*CONSIGNE 1*: Dans l'extrait ci-dessous sur les flots au cinéma, condensez sous forme de liste le paragraphe qui commence par « On retrouve ici la splendeur des vues Lumière » en conservant ses informations principales.

----- EXTRAIT DU TEXTE

Les flots, les flots

 

On reconnaît dans La Baignade en mer ou A la Ciotat, merveilleuse vue n° 11 du catalogue Lumière saisie à l’été 1895 [1], « la puissance dramatique de la vue en un seul plan qui laisse l’événement évoluer librement dans le temps » [2], la fixité d’un cadre qui arrête un instant le regard pour lui faire éprouver l’action silencieuse du monde (fig. 1). Soit les sauts répétés des cousins dans les flots ou l’infatigable ressac et ses boucles de vagues. Ainsi, en son enfance, le septième art déploie déjà ses images fluides, expose ses moments d’être.

Et cette vue-là, dans son tremblé qui révèle le réel tel qu’il a été perçu, tout autant que la Barque sortant du port (1897) ou Barque en mer (1896), est celle que je vois lorsque Virginia Woolf décrit sa contemplation d’une actualité présentant « le yacht de Sir Thomas Lipton » dans son article « Le Cinéma » publié en juin 1926.

 

Alors que nous regardons le bateau sur les flots et les vagues qui se brisent, nous avons le temps d’être pleinement attentif à leur beauté mais aussi d’enregistrer cette curieuse sensation – la beauté va perdurer et elle prospèrera qu’on la contemple ou non. On nous dit que tout cela s’est passé il y a des années. Nous contemplons donc un monde qui a été englouti par les vagues [3].

 

On retrouve ici la splendeur des vues Lumière : la clarté photogénique de l’eau qui éblouit, la puissance vivante de sa beauté et le rayonnement émouvant du chaos des vagues. L’intrigue réduite à sa plus minimale expression dévoile une réalité sensible. Woolf souligne la primauté de l’expressivité de l’image. Les flots sont déjà présents comme matériau plastique suggestif. Et l’écrivaine de poursuivre : « Mais les hommes de cinéma ne se satisfont pas de telles ressources comme le passage du temps et la suggestivité qu’offre la réalité » [4]. Son article est un manifeste littéraire.

Dans son étude sur les images de l’eau dans le cinéma des années 1920, Eric Thouvenel remarque que le muet tend à utiliser les flots et la lumière comme des « phénomènes strictement optiques qui ont pour fonction de provoquer des moments de stases dans le récit (quand récit il y a) » [5]. Il me semble que, pour sa part, Woolf capture dans ses phrases un moment d’ex-stase, dans le sens de Maurice Blanchot lorsqu’il parlait à propos de Proust des « extases du temps » [6], soit d’une durée complexe, différentielle, qui fait cohabiter un ça-a-été irrécupérable, un être-là présent et une imminence à naître sous nos yeux, à l’avant de soi.

----------

*CONSIGNE 2*: Recopiez sans rien changer les lignes des relevés situées entre celle qui contient « Annotation task — mark the chrome » et la fin des relevés, bornes comprises.

----- DONNÉES

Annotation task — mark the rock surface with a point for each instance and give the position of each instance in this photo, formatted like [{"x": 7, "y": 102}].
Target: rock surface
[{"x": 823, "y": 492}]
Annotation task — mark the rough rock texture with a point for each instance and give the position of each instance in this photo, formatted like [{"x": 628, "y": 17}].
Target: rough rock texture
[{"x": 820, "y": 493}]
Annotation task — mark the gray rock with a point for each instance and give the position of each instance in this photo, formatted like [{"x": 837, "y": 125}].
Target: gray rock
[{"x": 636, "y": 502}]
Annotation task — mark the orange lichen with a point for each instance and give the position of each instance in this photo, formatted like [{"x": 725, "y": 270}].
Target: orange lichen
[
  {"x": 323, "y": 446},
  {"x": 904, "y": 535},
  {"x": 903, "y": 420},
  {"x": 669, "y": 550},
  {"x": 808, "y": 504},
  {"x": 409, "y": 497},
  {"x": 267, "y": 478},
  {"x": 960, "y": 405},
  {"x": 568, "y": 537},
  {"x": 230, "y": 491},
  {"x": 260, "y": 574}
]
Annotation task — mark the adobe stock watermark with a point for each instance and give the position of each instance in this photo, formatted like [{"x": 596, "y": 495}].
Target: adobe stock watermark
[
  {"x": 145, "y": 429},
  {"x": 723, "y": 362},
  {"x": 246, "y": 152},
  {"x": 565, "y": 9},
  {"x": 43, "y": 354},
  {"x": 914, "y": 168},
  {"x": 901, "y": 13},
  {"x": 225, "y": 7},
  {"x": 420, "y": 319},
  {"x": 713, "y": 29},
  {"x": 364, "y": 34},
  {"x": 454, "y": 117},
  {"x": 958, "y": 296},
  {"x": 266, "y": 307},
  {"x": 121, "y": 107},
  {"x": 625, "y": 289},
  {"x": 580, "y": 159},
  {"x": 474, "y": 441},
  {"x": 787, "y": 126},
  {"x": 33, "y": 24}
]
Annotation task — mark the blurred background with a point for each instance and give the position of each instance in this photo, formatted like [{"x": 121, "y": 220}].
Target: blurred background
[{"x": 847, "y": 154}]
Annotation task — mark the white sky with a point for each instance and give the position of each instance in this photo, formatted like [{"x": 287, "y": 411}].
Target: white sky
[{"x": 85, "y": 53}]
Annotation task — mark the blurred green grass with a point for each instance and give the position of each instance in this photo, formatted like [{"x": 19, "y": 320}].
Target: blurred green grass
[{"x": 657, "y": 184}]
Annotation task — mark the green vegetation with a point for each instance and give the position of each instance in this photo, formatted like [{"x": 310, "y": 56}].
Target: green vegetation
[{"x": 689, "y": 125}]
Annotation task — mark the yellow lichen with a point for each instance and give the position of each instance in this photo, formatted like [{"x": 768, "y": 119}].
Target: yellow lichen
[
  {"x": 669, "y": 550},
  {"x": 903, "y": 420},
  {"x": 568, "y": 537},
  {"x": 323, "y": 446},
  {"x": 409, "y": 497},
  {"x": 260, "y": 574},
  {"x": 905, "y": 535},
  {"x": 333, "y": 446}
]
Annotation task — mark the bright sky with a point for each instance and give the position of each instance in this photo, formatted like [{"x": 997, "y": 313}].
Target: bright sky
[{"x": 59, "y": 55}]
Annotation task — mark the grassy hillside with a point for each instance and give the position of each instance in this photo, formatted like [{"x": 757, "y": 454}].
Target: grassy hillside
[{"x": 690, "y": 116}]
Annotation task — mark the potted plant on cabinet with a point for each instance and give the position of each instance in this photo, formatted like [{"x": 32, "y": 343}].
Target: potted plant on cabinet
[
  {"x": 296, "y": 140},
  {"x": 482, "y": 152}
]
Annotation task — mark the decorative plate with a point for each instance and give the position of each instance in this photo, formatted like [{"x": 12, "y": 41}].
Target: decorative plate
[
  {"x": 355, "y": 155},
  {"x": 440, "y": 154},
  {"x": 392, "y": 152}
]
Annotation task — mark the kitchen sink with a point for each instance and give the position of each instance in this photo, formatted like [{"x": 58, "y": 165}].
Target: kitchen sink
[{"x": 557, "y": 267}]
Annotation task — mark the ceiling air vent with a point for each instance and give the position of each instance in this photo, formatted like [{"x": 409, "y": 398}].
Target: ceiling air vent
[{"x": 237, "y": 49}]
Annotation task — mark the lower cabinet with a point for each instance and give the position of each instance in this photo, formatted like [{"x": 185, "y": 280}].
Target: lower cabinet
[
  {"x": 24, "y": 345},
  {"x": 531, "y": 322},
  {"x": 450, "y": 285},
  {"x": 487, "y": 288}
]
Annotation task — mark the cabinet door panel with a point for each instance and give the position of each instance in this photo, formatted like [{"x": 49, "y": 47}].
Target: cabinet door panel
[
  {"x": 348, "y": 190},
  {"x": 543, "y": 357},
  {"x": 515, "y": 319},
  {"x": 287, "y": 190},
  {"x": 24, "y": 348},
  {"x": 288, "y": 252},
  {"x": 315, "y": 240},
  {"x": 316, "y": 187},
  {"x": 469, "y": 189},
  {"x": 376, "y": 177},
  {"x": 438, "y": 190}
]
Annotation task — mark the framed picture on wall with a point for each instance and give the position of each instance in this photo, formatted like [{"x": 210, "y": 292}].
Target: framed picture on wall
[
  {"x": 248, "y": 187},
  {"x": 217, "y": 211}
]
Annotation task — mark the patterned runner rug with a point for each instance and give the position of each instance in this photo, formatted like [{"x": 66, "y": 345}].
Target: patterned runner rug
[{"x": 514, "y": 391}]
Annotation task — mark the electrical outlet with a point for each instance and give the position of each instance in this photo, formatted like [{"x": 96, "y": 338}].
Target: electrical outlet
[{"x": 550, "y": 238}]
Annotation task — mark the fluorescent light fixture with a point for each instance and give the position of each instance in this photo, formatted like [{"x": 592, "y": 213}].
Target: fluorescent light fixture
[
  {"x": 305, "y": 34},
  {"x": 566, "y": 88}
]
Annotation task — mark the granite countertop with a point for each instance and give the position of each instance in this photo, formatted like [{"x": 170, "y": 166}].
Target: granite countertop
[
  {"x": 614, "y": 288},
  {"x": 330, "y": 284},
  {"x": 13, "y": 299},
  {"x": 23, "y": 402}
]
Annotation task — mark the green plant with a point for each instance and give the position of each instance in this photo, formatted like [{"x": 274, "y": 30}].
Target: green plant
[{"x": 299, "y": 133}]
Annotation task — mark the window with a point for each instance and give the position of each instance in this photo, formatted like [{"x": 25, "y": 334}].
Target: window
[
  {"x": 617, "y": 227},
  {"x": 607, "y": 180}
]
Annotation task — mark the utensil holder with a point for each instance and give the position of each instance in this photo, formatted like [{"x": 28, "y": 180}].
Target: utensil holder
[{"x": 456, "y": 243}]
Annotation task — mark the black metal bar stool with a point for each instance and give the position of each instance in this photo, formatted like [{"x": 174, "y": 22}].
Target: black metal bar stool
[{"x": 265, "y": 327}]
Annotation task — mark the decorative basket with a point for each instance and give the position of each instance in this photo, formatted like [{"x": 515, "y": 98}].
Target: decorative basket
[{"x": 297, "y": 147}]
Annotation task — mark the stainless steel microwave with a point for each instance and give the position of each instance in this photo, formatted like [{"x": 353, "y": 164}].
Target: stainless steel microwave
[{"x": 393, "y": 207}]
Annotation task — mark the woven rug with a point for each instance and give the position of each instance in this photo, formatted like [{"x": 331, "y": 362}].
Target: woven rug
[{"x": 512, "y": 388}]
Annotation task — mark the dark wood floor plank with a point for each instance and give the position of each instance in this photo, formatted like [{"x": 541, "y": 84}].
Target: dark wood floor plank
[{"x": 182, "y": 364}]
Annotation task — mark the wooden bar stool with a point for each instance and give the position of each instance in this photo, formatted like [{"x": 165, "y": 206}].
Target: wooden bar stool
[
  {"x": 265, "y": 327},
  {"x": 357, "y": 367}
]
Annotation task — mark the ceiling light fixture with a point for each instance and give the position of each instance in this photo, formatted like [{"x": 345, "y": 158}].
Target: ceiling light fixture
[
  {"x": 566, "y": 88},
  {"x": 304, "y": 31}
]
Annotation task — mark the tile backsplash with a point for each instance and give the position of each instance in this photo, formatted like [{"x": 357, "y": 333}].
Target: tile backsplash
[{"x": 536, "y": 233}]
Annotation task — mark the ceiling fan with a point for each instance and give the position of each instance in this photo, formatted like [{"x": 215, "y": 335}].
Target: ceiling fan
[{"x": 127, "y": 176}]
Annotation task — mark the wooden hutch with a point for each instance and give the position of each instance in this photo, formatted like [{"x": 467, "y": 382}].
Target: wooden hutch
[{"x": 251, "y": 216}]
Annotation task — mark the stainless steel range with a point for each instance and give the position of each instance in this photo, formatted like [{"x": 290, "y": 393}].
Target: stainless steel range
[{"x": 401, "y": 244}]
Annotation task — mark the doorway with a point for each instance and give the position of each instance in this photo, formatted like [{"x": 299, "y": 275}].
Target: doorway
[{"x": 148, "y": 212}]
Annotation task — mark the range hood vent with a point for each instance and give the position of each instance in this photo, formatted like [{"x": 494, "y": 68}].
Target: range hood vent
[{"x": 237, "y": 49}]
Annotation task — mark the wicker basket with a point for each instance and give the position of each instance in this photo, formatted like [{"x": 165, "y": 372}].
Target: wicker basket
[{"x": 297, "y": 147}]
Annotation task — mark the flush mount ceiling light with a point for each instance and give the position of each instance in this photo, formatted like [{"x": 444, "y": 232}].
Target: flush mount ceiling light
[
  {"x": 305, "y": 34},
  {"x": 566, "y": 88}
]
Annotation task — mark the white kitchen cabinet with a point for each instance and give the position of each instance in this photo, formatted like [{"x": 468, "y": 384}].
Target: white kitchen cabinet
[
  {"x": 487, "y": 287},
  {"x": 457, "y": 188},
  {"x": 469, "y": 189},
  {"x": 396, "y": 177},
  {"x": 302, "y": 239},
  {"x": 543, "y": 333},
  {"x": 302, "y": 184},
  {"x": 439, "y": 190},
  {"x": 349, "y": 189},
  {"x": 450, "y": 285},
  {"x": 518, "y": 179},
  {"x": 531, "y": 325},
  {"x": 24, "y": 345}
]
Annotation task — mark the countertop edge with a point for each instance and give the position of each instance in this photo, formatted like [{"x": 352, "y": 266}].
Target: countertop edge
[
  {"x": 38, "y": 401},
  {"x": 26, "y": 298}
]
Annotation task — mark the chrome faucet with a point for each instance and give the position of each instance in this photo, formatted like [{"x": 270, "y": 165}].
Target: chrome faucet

----------

*CORRIGÉ 1*:
- Les vues Lumière offrent la clarté photogénique de l'eau, la puissance vivante de sa beauté et le rayonnement émouvant du chaos des vagues.
- Réduite à sa plus minimale expression, l'intrigue dévoile une réalité sensible.
- Woolf souligne la primauté de l'expressivité de l'image.
- Les flots sont déjà présents comme matériau plastique suggestif.
- Selon Woolf, les hommes de cinéma ne se satisfont pas de ressources comme le passage du temps et la suggestivité qu'offre la réalité.
- Son article est un manifeste littéraire.

*CORRIGÉ 2*:
Annotation task — mark the chrome faucet with a point for each instance and give the position of each instance in this photo, formatted like [{"x": 270, "y": 165}].
Target: chrome faucet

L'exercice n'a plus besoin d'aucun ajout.